** Opening Text section block **
I was pizzed. I went into the house and told my wife that I had had enough and I am going to kill me a hawk or two (I have a pair of Red Tails that live here and a pair of Coopers that live here).. This attack, as are almost all of the attacks here, was a Coopers.

I know the potential penalties for doing such a thing. But I was really really mad at the time. I have calmed down now. Good thing I didn't have a gun in my hand at that moment (a good reason for a waiting period for those who buy guns. But I digress).

A full day passed and no sign of the two birds. I assumed that the hawk continued on after I scared it, and most likely got one of the missing birds, and the other got lost in the panic.

Today, both birds came back. I went out just after dark and they were both sitting on the aviary screen to their loft. They had been gone for a day and a half. I caught up both with a fishing net and checked them. The blue bar had a hole in its back, just a quarter inch to the side of direct middle. It is walking with a limp now. The blue check was untouched and I put it into the loft.

I treated the blue bar with disinfectant and put it into a hospital cage. I have to get some antibiotic tomorrow. I believe it is going to be alright, although I am apprehensive it will have back muscle problems in regard to flying. We'll see in time.

I have decided to put the blue bar into the breeding loft after it heals. I am not a fan of "bred for stock" birds. I want to see a bird perform before I use it for breeding. But I am going to make an exception for this bird. 

The blue check is back on the race team.

I am proud of both of these birds. The blue bar escaped from the hawk twice. Both birds have never routed and I am sure they went far away in their panic.

But both came back home. I am very happy right now.

Oh, and I ain't gonna kill them darn hawks.

But they better stop. Or I am going to get me a ..................... remote controlled airplane and play me some aerial dog fighting.


----------



## Jaysen (Jun 21, 2010)

Consider goose decoys. Geese hate hawks as the eat the goslings. If you ever see a goose get tied up with a hawk, the hawk looses. Around these parts (just south of Lake Ontario) hawks are very common. So are geese. Some hints I have been told to stick too:

1. Move the decoys around every 30 minutes or so.
2. Get the better plastic ones. 
3. The the heavier ones if they are all high quality.
4. Make sure the decay actually looks like a goose!


----------



## TAWhatley (Mar 6, 2001)

I'm glad there is a happy ending here. It's always difficult not to "hate" those that don't "love" our pigeons. 

I had a hawk come swooping through my backyard on Tuesday .. came within 6 inches of me and landed on one of the aviaries .. it was my regular big Mama Coopers .. she stared at me .. I stared at her .. I headed for the garden hose and as soon as I had it in my hands .. she left. She knows that I will spray her, and she doesn't like that.

Terry


----------



## cotdt (Apr 26, 2010)

But Terry, you need a permit to spray them don't you? Couldn't you just get a permit to trap the hawks, and release them far away?


----------



## Roller mike (Aug 5, 2009)
** Closing Text section block **
** Opening Information provided block **
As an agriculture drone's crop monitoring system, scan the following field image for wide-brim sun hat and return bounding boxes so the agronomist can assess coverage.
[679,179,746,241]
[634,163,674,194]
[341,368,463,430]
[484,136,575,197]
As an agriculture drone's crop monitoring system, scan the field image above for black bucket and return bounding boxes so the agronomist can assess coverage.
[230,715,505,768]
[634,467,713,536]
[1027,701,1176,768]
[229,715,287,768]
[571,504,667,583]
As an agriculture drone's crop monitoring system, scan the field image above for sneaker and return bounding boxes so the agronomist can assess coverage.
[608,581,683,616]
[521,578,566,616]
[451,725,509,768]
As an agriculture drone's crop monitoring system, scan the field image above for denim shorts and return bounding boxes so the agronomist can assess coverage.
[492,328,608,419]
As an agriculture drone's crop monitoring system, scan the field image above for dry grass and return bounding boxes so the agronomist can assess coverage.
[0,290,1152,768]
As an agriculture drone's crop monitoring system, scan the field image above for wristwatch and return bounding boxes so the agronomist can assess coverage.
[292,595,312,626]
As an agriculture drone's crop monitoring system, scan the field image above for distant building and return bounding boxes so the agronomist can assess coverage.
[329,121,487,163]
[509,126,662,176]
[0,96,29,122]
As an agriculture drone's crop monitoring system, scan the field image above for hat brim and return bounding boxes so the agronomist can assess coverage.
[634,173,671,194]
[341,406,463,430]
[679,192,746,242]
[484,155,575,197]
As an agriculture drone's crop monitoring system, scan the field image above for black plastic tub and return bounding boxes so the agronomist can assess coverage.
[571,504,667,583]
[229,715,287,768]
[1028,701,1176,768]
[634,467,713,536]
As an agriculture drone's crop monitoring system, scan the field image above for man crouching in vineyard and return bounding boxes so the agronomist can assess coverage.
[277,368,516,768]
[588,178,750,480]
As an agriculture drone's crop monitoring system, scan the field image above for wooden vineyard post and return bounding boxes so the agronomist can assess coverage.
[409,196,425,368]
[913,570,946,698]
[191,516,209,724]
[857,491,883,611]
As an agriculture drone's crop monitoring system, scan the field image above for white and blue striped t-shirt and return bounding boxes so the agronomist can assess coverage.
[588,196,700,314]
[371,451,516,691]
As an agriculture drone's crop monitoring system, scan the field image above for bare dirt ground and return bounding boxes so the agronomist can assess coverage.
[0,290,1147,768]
** Closing Information provided block **
▸ Problems to work on:
1 > Answer these questions from the forum thread about hawks and racing pigeons.
(a) According to the first post, what kind of hawk carried out almost all of the attacks?
(b) What does Jaysen say should be done with the goose decoys every 30 minutes or so?
(c) What did TAWhatley pick up that made the hawk leave?
2 > Pick up the forum thread about hawks and racing pigeons after its last line and write what follows.

▸ Task results:
1 >
(a) A Coopers hawk.
(b) They should be moved around.
(c) The garden hose.

2 >
I have said it before and i will say it again, HAWKS SUCK, and there is pretty much nothing we can do about it seems like if you even look at a hawk wrong you can get in trouble, I got lucky and had some crows nest close to my loft, any hawks come around and the guard crows are all over them!!!! HA HA hawks!!! how do you like being chased around!!!! I hope the crows stick around into YB season


----------



## conditionfreak (Jan 11, 2008)

Hawks "home" as well as homing pigeons. Just not as fast. If they are relocated, they will most likely come back.

Even if they do not, another hawk or pair will take over the empty territory. That is the way of nature. One leaves and one moves in.

It is all about survival, food, and reproduction. Sadly (depending on your perspective), the hawks are here to stay. What we really need is to create a breed of pigeon that is as tough as a goose or crow. Maybe a breed known as the "Kung Fu Piji". 

hmmm....I just had a thought. What if hawks were the premiere racing homing bird. Would "hawk racing fanciers" be collecting or buying feral pigeons to feed our racers? If the military had used hawks to deliver messages, would they have been going through thousands of pigeons for food for the hawks? I am not sure what falconers use to feed their birds. But I believe the answer is obvious.

Something to think about.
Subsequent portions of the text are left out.